+++ SOURCE MATERIAL +++

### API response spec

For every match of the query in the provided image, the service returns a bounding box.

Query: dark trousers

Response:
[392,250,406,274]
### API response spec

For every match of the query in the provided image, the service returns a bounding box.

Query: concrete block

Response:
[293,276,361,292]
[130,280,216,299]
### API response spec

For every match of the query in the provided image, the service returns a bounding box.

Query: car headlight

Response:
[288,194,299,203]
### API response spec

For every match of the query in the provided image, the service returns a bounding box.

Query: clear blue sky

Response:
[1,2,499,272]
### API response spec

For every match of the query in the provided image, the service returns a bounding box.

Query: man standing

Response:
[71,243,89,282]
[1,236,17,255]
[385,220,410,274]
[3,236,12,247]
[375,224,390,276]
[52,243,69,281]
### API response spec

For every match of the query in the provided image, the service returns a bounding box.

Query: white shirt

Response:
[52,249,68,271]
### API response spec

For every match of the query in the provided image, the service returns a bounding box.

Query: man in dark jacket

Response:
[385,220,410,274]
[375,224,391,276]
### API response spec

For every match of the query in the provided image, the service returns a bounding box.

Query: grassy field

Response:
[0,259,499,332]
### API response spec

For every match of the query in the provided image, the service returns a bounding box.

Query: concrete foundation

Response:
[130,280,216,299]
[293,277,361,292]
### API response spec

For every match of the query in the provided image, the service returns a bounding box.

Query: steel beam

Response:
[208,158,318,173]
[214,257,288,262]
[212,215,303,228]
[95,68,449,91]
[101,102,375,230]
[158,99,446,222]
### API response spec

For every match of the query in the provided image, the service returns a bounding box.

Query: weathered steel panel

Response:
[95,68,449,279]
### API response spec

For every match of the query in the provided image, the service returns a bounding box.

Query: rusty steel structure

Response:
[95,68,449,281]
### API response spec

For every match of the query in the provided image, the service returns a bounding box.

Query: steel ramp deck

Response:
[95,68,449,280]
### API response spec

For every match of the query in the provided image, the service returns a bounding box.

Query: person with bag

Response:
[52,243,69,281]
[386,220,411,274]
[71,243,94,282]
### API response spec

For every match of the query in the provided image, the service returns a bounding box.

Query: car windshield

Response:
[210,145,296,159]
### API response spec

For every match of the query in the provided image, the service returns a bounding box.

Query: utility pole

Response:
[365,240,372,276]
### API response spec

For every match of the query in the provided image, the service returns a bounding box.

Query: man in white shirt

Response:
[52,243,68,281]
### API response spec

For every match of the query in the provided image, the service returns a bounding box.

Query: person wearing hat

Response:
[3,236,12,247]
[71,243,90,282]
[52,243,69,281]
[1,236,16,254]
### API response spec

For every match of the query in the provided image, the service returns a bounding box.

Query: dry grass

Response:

+++

Rewrite the listing above in full, putting "iron" wherever "steel" appears and leaving everything else unchanged.

● **EXERCISE ANSWER**:
### API response spec

For every match of the query in the provided image, the service returns a bounding box.

Query: dark trousers

Response:
[392,250,406,274]
### API response spec

For every match of the query in the provided image, the service returns a bounding box.

Query: concrete block

Response:
[293,276,361,292]
[130,280,216,299]
### API response spec

For every match of the query in the provided image, the service returns a bounding box.

Query: car headlight

Response:
[288,194,299,203]
### API response spec

For every match of the query in the provided image, the service returns a bounding box.

Query: clear blue sky

Response:
[1,2,499,272]
### API response spec

For every match of the query in the provided image, the service returns a bounding box.

Query: man standing

Response:
[71,243,89,282]
[1,236,17,255]
[385,220,410,274]
[3,236,12,247]
[375,224,390,276]
[52,243,69,281]
### API response spec

For every match of the query in the provided image, the service returns a bounding box.

Query: white shirt

Response:
[52,249,68,271]
### API response spec

For every match of the query in the provided image, the service returns a bounding box.

Query: man in dark jacket

Response:
[385,220,410,274]
[375,224,391,276]
### API response spec

For every match of the query in the provided image, the service returns a bounding box.

Query: grassy field

Response:
[0,259,499,332]
### API response spec

For every match of the query in the provided image, the service returns a bounding box.

Query: concrete foundation

Response:
[130,280,216,299]
[293,277,361,292]
### API response spec

For every match of the query in the provided image, the service returns a bounding box.

Query: iron beam

Response:
[208,158,318,173]
[214,257,288,262]
[212,215,303,228]
[95,68,449,91]
[101,102,375,230]
[158,99,446,222]
### API response spec

For every match of the query in the provided image, the service returns a bounding box.

Query: weathered iron panel

Response:
[95,68,449,279]
### API response spec

For every match of the query in the provided image, the service returns a bounding box.

Query: rusty iron structure

Response:
[95,68,449,281]
### API response spec

For every match of the query in the provided image, the service returns a bounding box.

Query: iron ramp deck

Response:
[95,68,449,280]
### API response spec

For every match of the query in the provided image, the service returns a bounding box.

Query: person with bag

Response:
[52,243,69,281]
[386,220,411,274]
[71,243,94,282]
### API response spec

For every match of the query in the provided image, the service returns a bounding box.

Query: car windshield

Response:
[210,145,296,159]
### API response spec

For every match of the query in the provided image, the service returns a bounding box.

Query: utility pole

Response:
[365,240,372,276]
### API response spec

For every match of the query in the provided image, the service returns a bounding box.

Query: man in white shirt

Response:
[52,243,68,281]
### API response spec

For every match of the query in the provided image, the service returns a bounding box.

Query: person wearing hat

Response:
[3,236,12,247]
[71,243,90,282]
[52,243,69,281]
[1,236,16,254]
### API response spec

For every match of the query in the provided image, the service returns a bounding box.

Query: dry grass

Response:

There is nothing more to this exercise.